[Set exercise] Write each line exactly as it stands, from the line containing "Expected behaviour: place one point on the steep" through the end of the data.

Part of a data file
⁂

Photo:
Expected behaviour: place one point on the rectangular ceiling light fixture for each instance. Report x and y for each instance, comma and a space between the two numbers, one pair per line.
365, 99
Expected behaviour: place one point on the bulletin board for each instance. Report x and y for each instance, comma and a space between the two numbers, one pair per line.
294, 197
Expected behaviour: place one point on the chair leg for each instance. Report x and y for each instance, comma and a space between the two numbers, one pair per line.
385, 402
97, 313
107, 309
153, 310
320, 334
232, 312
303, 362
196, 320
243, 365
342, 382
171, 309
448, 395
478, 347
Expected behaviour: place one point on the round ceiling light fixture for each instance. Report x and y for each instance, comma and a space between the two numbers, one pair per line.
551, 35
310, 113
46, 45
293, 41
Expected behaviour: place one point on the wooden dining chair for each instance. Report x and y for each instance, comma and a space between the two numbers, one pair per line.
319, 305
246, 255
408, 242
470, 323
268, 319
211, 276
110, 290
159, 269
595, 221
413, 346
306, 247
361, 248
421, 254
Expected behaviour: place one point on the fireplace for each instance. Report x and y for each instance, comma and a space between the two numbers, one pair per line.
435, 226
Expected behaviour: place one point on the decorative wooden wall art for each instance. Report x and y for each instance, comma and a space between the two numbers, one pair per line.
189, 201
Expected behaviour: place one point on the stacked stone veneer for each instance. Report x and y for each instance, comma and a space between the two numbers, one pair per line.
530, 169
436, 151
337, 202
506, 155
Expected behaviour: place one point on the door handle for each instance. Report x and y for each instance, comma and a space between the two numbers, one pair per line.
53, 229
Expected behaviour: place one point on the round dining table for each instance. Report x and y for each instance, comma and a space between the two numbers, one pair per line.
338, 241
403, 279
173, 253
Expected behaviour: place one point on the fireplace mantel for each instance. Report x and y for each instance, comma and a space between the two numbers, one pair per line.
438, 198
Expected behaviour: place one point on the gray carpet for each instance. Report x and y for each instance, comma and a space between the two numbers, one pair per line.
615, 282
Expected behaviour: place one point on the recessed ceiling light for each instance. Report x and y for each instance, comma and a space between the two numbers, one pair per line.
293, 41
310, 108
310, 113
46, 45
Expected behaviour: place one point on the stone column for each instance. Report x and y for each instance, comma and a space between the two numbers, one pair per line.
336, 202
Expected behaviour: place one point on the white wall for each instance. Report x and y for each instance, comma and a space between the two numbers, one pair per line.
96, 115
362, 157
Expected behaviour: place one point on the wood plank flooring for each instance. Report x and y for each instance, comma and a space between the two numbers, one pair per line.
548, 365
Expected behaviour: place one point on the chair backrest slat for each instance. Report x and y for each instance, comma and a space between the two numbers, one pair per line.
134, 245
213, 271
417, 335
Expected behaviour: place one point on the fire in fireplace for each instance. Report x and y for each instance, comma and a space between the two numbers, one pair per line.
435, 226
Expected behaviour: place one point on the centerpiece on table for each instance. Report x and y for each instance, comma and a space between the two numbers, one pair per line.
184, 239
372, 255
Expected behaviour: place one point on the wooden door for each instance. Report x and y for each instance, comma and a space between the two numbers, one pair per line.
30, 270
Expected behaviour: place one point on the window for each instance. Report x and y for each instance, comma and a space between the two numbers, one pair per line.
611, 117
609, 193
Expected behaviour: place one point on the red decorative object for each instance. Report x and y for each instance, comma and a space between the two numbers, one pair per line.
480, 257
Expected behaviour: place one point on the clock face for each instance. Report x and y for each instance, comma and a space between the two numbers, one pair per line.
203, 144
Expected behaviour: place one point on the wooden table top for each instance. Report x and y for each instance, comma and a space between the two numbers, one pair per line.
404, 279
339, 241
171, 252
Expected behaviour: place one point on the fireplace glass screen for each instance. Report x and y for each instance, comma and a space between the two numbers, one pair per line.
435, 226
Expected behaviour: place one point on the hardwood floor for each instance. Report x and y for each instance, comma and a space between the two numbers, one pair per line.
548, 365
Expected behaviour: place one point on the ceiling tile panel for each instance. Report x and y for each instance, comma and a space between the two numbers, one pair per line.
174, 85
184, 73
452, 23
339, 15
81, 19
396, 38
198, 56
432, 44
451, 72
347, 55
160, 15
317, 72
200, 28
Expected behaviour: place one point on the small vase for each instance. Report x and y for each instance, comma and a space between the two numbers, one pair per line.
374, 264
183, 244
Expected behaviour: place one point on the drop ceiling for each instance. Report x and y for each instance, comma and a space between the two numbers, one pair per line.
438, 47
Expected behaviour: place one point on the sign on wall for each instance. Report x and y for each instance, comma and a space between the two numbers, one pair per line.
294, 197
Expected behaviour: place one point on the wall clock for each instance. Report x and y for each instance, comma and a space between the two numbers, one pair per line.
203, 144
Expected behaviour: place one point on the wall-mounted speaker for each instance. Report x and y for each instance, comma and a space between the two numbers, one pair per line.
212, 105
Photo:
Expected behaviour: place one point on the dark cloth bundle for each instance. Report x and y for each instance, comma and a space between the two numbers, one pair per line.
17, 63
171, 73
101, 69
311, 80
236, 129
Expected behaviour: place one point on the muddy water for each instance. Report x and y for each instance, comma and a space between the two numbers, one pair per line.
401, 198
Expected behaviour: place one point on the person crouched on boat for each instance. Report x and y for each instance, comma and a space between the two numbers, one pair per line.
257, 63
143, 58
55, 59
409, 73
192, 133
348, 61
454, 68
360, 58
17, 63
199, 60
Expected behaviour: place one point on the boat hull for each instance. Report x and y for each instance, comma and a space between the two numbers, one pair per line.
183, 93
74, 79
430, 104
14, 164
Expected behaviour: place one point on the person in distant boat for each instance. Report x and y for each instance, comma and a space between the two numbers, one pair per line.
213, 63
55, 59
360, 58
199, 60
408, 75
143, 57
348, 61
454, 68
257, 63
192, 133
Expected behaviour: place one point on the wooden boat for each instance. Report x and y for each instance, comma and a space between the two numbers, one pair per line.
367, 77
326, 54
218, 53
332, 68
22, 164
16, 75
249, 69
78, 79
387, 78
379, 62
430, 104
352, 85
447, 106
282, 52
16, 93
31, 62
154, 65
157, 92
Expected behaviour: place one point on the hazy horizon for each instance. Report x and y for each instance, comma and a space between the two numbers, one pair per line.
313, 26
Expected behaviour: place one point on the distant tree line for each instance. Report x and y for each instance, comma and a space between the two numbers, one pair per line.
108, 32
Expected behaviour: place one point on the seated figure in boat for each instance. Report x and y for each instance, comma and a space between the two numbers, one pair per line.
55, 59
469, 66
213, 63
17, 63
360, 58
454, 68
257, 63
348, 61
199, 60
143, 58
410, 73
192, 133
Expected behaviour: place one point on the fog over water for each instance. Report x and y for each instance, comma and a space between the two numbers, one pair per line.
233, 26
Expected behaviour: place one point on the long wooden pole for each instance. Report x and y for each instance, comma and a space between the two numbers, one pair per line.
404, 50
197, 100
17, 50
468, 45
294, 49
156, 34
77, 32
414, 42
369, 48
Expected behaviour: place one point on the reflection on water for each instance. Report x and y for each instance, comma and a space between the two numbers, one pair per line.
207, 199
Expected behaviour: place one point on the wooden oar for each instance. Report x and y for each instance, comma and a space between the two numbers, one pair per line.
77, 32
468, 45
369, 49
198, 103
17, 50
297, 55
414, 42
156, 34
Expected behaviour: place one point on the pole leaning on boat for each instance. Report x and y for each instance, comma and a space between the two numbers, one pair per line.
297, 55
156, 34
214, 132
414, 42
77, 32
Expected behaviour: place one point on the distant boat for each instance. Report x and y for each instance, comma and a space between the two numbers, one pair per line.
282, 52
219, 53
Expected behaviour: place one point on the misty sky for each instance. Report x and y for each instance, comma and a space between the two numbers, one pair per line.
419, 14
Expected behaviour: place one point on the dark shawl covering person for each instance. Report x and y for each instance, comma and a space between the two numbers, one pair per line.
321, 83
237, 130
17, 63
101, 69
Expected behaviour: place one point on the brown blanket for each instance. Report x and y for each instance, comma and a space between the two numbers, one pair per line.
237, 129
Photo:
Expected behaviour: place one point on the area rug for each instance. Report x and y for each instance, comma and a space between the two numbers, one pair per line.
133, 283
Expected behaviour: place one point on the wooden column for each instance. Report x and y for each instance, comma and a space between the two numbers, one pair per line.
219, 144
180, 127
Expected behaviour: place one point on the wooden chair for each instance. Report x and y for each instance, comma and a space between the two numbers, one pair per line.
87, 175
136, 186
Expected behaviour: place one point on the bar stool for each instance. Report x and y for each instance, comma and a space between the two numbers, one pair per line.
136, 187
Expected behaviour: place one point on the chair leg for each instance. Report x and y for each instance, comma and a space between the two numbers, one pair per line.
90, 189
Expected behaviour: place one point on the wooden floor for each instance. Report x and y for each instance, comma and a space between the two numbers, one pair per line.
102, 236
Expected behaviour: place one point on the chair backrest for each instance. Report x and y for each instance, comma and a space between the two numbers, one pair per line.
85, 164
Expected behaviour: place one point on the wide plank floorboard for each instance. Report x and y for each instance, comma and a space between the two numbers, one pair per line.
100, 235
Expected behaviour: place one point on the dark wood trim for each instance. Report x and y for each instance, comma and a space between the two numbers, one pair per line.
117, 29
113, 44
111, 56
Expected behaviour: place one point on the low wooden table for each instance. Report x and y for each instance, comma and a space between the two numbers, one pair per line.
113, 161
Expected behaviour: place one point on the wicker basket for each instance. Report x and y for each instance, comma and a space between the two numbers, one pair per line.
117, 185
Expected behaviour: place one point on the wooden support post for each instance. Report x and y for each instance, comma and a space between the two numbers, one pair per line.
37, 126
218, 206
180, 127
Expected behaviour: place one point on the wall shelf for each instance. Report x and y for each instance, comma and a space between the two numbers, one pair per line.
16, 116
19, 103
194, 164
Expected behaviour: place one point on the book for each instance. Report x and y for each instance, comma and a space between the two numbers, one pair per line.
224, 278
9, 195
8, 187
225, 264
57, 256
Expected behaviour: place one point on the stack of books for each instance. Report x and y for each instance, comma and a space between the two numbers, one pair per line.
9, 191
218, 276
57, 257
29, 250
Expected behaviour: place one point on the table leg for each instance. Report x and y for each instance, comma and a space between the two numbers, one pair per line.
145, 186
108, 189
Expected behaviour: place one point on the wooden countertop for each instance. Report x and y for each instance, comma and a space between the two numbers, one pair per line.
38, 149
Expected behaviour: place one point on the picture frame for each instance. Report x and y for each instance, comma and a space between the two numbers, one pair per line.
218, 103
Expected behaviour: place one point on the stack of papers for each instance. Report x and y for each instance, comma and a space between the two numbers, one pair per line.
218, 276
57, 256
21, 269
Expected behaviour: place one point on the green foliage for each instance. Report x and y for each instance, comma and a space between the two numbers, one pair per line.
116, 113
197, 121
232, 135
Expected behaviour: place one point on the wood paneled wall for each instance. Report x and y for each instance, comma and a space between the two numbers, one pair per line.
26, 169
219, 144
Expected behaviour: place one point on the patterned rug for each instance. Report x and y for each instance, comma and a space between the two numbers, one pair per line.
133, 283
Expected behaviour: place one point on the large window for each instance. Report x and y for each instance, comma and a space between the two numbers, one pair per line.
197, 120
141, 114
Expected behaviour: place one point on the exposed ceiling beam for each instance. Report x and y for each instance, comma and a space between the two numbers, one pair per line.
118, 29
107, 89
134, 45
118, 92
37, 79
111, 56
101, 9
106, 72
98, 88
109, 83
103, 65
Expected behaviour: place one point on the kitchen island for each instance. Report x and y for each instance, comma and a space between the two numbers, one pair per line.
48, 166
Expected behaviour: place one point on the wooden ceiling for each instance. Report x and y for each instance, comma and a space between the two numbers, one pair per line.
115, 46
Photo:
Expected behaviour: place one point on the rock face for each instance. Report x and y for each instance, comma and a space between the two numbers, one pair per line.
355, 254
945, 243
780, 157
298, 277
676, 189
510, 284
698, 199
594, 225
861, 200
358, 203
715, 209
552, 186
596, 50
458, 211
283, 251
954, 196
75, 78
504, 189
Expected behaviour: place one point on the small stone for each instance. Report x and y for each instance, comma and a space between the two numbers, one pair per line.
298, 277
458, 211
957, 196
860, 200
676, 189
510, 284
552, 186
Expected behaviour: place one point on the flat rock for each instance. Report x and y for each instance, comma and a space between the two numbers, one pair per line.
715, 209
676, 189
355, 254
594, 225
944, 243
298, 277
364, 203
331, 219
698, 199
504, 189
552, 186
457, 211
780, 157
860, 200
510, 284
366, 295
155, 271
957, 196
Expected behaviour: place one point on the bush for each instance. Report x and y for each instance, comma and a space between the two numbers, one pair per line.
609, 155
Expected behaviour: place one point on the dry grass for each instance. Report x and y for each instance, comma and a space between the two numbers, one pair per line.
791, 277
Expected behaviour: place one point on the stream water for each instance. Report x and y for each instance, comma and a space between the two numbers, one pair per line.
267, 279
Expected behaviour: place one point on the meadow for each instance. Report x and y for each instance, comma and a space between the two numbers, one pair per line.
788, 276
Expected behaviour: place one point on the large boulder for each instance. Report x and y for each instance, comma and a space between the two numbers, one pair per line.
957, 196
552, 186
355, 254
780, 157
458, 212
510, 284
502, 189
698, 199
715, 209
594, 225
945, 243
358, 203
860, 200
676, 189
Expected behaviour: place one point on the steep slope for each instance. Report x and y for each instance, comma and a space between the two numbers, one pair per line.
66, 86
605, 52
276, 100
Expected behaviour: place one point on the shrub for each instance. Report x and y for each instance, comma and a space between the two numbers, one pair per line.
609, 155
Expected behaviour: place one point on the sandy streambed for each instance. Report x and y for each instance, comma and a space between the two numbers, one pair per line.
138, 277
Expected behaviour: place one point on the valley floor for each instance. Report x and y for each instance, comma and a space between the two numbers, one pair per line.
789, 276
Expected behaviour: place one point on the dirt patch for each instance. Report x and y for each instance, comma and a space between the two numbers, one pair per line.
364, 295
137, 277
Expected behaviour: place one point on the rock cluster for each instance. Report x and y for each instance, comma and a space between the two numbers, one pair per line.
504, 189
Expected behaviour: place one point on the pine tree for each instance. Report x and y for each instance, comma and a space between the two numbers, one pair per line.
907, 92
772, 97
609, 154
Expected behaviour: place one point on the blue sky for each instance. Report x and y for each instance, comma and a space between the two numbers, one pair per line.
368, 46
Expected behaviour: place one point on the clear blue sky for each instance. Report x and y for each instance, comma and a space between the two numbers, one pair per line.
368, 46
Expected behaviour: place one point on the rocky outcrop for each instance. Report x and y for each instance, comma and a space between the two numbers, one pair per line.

⁂

[Reply to the task]
Expected behaviour: place one point on the steep slope for each instance. Report x and y for each instance, comma and a space between the two numbers, one pair per line.
66, 86
605, 52
276, 100
Expected behaviour: place one point on the shrub for each instance. Report x and y for each instance, comma and a space between the two numbers, one pair per line.
609, 155
Expected behaviour: place one point on the sandy streambed for each instance. Report x and y for each instance, comma and a space between the two numbers, one pair per line.
138, 277
Expected behaviour: place one point on the valley floor for each instance. Report x and y for each instance, comma and a space between the two numbers, one pair per line.
789, 276
Expected behaviour: place one point on the dirt patch for each instance. Report x and y for each instance, comma and a space between the two numbers, one pair per line.
364, 295
137, 277
Expected behaviour: place one point on the rock cluster for each instance. Report x and y for each instance, comma and a space between the two numbers, one pair per line.
504, 189
Expected behaviour: place one point on the pine tree for each instance. Report x and y for each instance, comma and a space between the two numbers, one pair per line.
907, 92
772, 97
609, 154
Expected behaviour: place one point on the blue sky for each instance. Report x and y for each instance, comma and a space between the two numbers, one pair per line.
368, 46
Expected behaviour: place one point on the clear blue sky for each instance. Report x and y for each instance, comma and a space between the two numbers, one pair per line.
368, 46
Expected behaviour: place one point on the rocky outcrop for each instance. Report x and y for each instance, comma and a space between the two numbers, one pair per line.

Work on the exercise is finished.